Entries taken from a collection:

>> Start

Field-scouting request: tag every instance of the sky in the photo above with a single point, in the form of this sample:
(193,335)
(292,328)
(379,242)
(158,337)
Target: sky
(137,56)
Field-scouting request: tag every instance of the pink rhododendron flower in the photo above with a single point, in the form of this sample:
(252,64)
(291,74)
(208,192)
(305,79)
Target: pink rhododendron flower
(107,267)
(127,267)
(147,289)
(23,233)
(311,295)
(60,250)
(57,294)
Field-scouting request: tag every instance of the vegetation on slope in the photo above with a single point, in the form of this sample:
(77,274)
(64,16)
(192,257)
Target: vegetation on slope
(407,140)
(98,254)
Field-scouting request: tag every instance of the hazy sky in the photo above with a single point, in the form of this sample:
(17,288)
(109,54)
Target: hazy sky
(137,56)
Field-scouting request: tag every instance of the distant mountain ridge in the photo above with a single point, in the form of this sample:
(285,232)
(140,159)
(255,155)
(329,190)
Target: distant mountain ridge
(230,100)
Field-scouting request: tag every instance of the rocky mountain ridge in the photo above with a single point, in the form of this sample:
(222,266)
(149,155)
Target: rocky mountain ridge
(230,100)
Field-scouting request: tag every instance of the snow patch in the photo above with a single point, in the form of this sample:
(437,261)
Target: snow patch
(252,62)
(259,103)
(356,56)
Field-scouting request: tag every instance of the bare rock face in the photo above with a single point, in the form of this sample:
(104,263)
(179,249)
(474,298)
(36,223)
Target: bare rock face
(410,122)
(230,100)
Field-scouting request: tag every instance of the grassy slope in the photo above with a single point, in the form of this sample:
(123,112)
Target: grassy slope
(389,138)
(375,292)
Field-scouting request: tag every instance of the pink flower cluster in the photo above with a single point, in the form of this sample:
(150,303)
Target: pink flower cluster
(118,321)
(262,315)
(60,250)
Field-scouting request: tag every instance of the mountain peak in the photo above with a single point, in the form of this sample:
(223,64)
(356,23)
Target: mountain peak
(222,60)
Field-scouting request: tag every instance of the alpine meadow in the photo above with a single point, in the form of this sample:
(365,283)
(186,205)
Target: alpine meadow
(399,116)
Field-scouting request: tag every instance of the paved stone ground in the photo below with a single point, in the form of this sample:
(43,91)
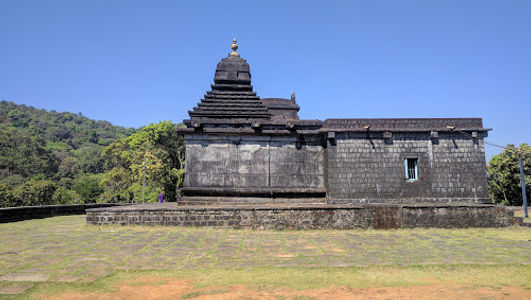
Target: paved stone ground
(67,249)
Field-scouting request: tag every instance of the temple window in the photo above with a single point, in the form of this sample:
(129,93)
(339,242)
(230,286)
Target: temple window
(411,168)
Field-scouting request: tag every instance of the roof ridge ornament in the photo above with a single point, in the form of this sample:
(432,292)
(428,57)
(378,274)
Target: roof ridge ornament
(234,47)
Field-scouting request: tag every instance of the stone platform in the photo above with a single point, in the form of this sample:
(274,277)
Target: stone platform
(308,216)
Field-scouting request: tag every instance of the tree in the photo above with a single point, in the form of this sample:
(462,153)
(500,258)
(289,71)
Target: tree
(34,192)
(87,186)
(156,152)
(504,175)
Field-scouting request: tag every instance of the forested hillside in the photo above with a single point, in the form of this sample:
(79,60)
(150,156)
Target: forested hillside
(50,157)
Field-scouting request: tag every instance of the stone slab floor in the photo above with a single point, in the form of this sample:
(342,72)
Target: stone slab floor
(66,249)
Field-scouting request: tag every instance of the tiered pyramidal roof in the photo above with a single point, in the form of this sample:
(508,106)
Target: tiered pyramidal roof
(232,94)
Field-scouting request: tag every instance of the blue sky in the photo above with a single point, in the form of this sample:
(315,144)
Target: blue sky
(137,62)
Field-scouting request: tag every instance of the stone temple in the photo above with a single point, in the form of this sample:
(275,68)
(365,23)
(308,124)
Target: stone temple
(244,149)
(251,162)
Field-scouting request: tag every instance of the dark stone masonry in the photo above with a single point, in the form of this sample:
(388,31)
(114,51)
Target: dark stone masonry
(252,162)
(378,216)
(244,149)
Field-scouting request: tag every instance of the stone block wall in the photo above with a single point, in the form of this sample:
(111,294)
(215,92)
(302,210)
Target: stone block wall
(368,168)
(378,216)
(254,162)
(13,214)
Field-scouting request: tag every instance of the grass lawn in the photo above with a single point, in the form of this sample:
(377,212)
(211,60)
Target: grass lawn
(520,213)
(65,256)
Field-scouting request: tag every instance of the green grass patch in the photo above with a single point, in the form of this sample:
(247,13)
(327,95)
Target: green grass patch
(300,278)
(520,214)
(201,293)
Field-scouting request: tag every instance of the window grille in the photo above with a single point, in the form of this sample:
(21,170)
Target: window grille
(411,168)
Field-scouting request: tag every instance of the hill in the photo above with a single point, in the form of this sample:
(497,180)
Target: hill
(50,157)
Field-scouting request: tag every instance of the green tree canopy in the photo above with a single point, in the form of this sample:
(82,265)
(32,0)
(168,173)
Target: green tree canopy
(504,175)
(156,152)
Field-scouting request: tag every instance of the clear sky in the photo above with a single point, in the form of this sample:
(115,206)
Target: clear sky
(137,62)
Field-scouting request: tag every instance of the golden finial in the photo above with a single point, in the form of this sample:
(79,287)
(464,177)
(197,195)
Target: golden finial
(234,48)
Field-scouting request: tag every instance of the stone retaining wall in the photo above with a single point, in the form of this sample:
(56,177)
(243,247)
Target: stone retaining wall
(12,214)
(309,217)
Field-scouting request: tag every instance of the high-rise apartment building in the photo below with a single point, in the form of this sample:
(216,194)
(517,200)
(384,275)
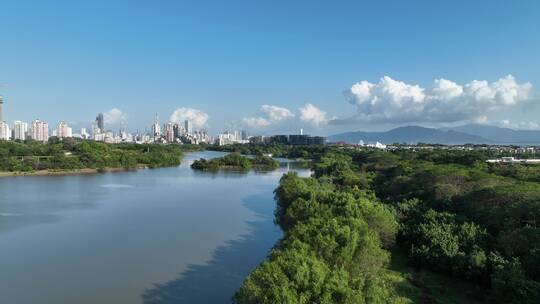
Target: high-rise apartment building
(1,108)
(169,132)
(156,128)
(39,131)
(5,132)
(188,126)
(20,130)
(100,122)
(63,130)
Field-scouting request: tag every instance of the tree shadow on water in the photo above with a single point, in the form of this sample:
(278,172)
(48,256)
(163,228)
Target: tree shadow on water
(216,281)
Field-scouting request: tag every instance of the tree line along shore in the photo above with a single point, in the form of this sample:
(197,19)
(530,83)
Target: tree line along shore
(402,227)
(71,156)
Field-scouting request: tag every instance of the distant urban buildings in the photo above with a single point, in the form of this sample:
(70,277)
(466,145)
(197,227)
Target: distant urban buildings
(39,131)
(100,122)
(293,139)
(170,132)
(63,130)
(20,130)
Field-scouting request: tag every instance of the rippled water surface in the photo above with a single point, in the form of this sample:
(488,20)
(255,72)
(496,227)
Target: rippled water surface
(169,235)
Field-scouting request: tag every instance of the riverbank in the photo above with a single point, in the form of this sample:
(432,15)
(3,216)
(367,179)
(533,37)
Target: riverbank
(68,172)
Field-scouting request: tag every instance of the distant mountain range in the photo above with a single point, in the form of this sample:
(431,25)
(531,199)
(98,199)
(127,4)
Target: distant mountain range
(470,133)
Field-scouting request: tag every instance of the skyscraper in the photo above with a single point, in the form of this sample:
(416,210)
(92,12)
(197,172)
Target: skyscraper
(40,130)
(100,122)
(169,132)
(20,130)
(188,125)
(63,130)
(156,128)
(1,108)
(5,132)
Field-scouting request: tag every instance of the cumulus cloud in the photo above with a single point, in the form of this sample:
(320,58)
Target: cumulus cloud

>> End

▸ **What you should do**
Reproduce the material above in full and without alteration, but skip all pictures.

▸ **Reply to the exercise**
Field-scouting request: tag every instance of the sky in the photo above with a single point, in the form of this sample:
(193,335)
(292,328)
(379,242)
(158,337)
Target: sky
(137,56)
Field-scouting request: tag every instance of the pink rhododendron flower in the photo above with a single point, in the form of this sample:
(252,64)
(291,74)
(208,192)
(305,79)
Target: pink rhododendron flower
(107,267)
(127,267)
(147,289)
(23,233)
(311,295)
(60,250)
(57,294)
Field-scouting request: tag every instance of the vegetation on slope in the photo above with a single point, in the form of this sample:
(77,274)
(64,16)
(192,257)
Target: vegetation on slope
(407,140)
(98,254)
Field-scouting request: tag every instance of the hazy sky in the photo above with a single point, in the form of this sample:
(17,288)
(109,54)
Target: hazy sky
(137,56)
Field-scouting request: tag every instance of the distant mountain ridge in the photo above with a single point, in the form of this sample:
(285,232)
(140,159)
(255,155)
(329,190)
Target: distant mountain ridge
(230,100)
Field-scouting request: tag every instance of the rocky mountain ridge in the photo above with a single point, in the form of this sample:
(222,266)
(149,155)
Target: rocky mountain ridge
(230,100)
Field-scouting request: tag every instance of the snow patch in the photo above with a single point, in the form of this sample:
(437,261)
Target: snow patch
(252,62)
(259,103)
(356,56)
Field-scouting request: tag every instance of the bare rock face in the photo above with a single point, in the form of this sample:
(104,263)
(179,249)
(474,298)
(36,223)
Target: bare rock face
(410,122)
(230,100)
Field-scouting request: tag every instance of the grassy slope in the photo above with a single point, in the form of this sample:
(123,112)
Target: grassy slope
(389,138)
(375,292)
Field-scouting request: tag every instance of the pink flower cluster in the photo above with a single point, in the form of this sample:
(150,303)
Target: pink flower cluster
(118,321)
(262,315)
(60,250)
Field-scouting request: tag every instance of the mountain peak in the photo above with a single point, in the form of this sample:
(223,64)
(356,23)
Target: mountain peak
(222,60)
Field-scouting request: tag every instance of the alpine meadow in the photo above with a single point, in the form of this sample:
(365,283)
(186,205)
Target: alpine meadow
(399,116)
Field-scouting request: tag every instance of the paved stone ground in the photo below with a single point, in the form of this sample:
(43,91)
Target: paved stone ground
(67,249)
Field-scouting request: tag every instance of the temple window in the photo above with a single point, in the form of this sample:
(129,93)
(339,242)
(230,286)
Target: temple window
(411,168)
Field-scouting request: tag every instance of the roof ridge ornament in the photo above with a single point, in the form of this sample:
(432,292)
(428,57)
(378,274)
Target: roof ridge ornament
(234,47)
Field-scouting request: tag every instance of the stone platform in the photo above with a single point, in the form of this sample:
(274,277)
Target: stone platform
(308,216)
Field-scouting request: tag every instance of the tree in the photo above with a single point, in the form of this sample:
(462,153)
(500,258)
(289,71)
Target: tree
(34,192)
(87,186)
(156,152)
(504,175)
Field-scouting request: tag every instance of the forested hillside in the photo above with a single point, in the form of this sample:
(79,60)
(150,156)
Target: forested hillside
(50,157)
Field-scouting request: tag every instance of the stone slab floor in the photo above with a single point, in the form of this sample:
(342,72)
Target: stone slab floor
(66,249)
Field-scouting request: tag every instance of the tiered pyramidal roof in the photo above with a single point, in the form of this sample:
(508,106)
Target: tiered pyramidal roof
(232,94)
Field-scouting request: tag every instance of the blue sky in the photo above with a single point, in the form of this sample:
(315,144)
Target: blue sky
(137,62)
Field-scouting request: tag every instance of the stone temple in the photo above with a single point, in the form of this sample:
(275,68)
(365,23)
(308,124)
Target: stone temple
(244,149)
(251,162)
Field-scouting request: tag every instance of the dark stone masonry in the photo above with a single point, in the form of this sample:
(388,31)
(114,51)
Target: dark stone masonry
(252,162)
(378,216)
(244,149)
Field-scouting request: tag every instance of the stone block wall in the photo above with a single point, in the form of this sample:
(111,294)
(215,92)
(302,210)
Target: stone block wall
(368,168)
(378,216)
(254,162)
(13,214)
Field-scouting request: tag every instance of the grass lawn in the photo above with a single point, in the form of this sample:
(377,212)
(211,60)
Target: grass lawn
(520,213)
(65,256)
Field-scouting request: tag every instance of the green grass patch in the photo above with a single point, in the form of this sample:
(247,13)
(327,95)
Target: green grass patch
(300,278)
(520,214)
(201,293)
Field-scouting request: tag every instance of the window grille in the photo above with a single point, in the form of this sample:
(21,170)
Target: window grille
(411,168)
Field-scouting request: tag every instance of the hill in the photo above with a single point, in the form of this sample:
(497,180)
Target: hill
(50,157)
Field-scouting request: tag every instance of the green tree canopy in the photo above with a single point, in the form of this sample:
(82,265)
(32,0)
(168,173)
Target: green tree canopy
(504,175)
(156,152)
Field-scouting request: tag every instance of the clear sky in the photo above with a single point, in the form of this sample:
(115,206)
Target: clear sky
(137,62)
Field-scouting request: tag every instance of the golden finial in the photo above with a single point, in the form of this sample:
(79,287)
(464,177)
(197,195)
Target: golden finial
(234,48)
Field-scouting request: tag every instance of the stone retaining wall in the photo above with a single point, in the form of this sample:
(56,177)
(243,247)
Target: stone retaining wall
(12,214)
(309,217)
Field-scouting request: tag every instance of the high-rise apartment building in the photo below with a single point, in the form of this sample:
(216,194)
(517,200)
(384,275)
Target: high-rise apartment building
(1,108)
(169,132)
(156,128)
(39,131)
(5,132)
(188,126)
(20,130)
(100,122)
(63,130)
Field-scouting request: tag every instance of the tree shadow on water in the photo above with a single point, in the form of this sample:
(278,172)
(48,256)
(163,228)
Target: tree shadow on water
(216,281)
Field-scouting request: tag every instance of the tree line along shore in the photo above with a single point, in the form of this sample:
(197,19)
(530,83)
Target: tree line along shore
(402,227)
(71,156)
Field-scouting request: tag every instance of the distant urban buildings in the photo above with a single point, in the form of this sample:
(70,277)
(466,145)
(197,227)
Target: distant urban buildings
(39,131)
(100,122)
(293,139)
(170,132)
(63,130)
(20,130)
Field-scouting request: tag every instance of the rippled water surface in the photo above with a single point, in the form of this sample:
(488,20)
(255,72)
(496,227)
Target: rippled water surface
(169,235)
Field-scouting request: tag every instance of the riverbank in the photo above with a single point, in the form of this sample:
(432,15)
(3,216)
(367,179)
(533,37)
Target: riverbank
(68,172)
Field-scouting request: tag every instance of the distant mountain range in the photo above with a single point, in the form of this sample:
(431,25)
(531,199)
(98,199)
(127,4)
Target: distant mountain range
(470,133)
Field-scouting request: tag every instance of the skyscraper in the photo above with a single point, in the form of this sample:
(416,210)
(92,12)
(197,172)
Target: skyscraper
(40,130)
(100,122)
(169,132)
(20,130)
(188,125)
(63,130)
(156,128)
(1,108)
(5,132)
Field-scouting request: tag every instance of the cumulus cloud in the photo above with a single point, in the form of this sample:
(320,58)
Target: cumulus cloud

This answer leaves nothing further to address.